My song today is “I’m Not in Love”. This is a song by English group ‘10cc’ and was written by band members Eric Stewart and Graham Gouldman. It is known for its innovative and distinctive backing track, composed mostly of the band's multitracked vocals. Released in the UK in May 1975 as the second single from the band's third album, ‘The Original Soundtrack’ it became the second of the group's three number-one singles in the UK between 1973 and 1978, topping the ‘UK Singles Chart’ for two weeks. The song was also the band's breakthrough hit worldwide, reaching Number 1 in Ireland and Canada and Number 2 on the ‘Billboard Hot 100’ in the US, as well as reaching the top 10 in Australia, New Zealand, and several European countries.

### DATASET EXCERPT
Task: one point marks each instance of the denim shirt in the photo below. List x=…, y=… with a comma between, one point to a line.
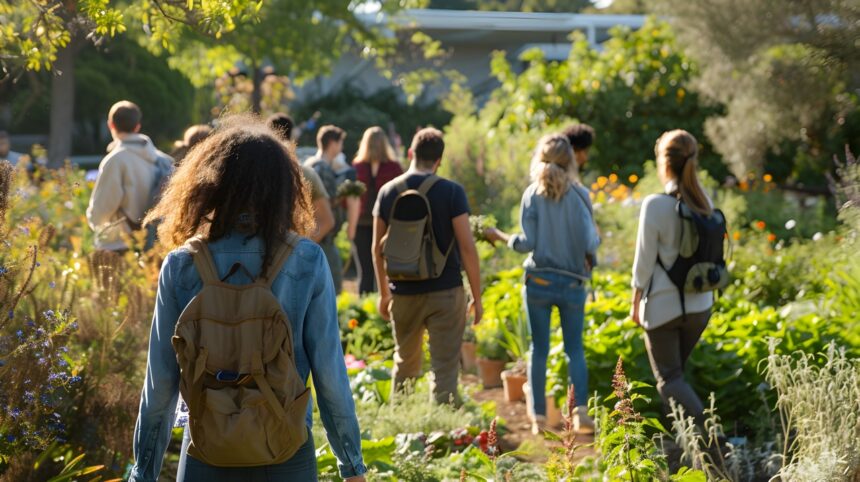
x=558, y=234
x=306, y=292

### EXERCISE AIM
Please repeat the song passage above between "My song today" and "several European countries.", inclusive, renaming every "song" as "tune".

### PROBLEM SOLUTION
My tune today is “I’m Not in Love”. This is a tune by English group ‘10cc’ and was written by band members Eric Stewart and Graham Gouldman. It is known for its innovative and distinctive backing track, composed mostly of the band's multitracked vocals. Released in the UK in May 1975 as the second single from the band's third album, ‘The Original Soundtrack’ it became the second of the group's three number-one singles in the UK between 1973 and 1978, topping the ‘UK Singles Chart’ for two weeks. The tune was also the band's breakthrough hit worldwide, reaching Number 1 in Ireland and Canada and Number 2 on the ‘Billboard Hot 100’ in the US, as well as reaching the top 10 in Australia, New Zealand, and several European countries.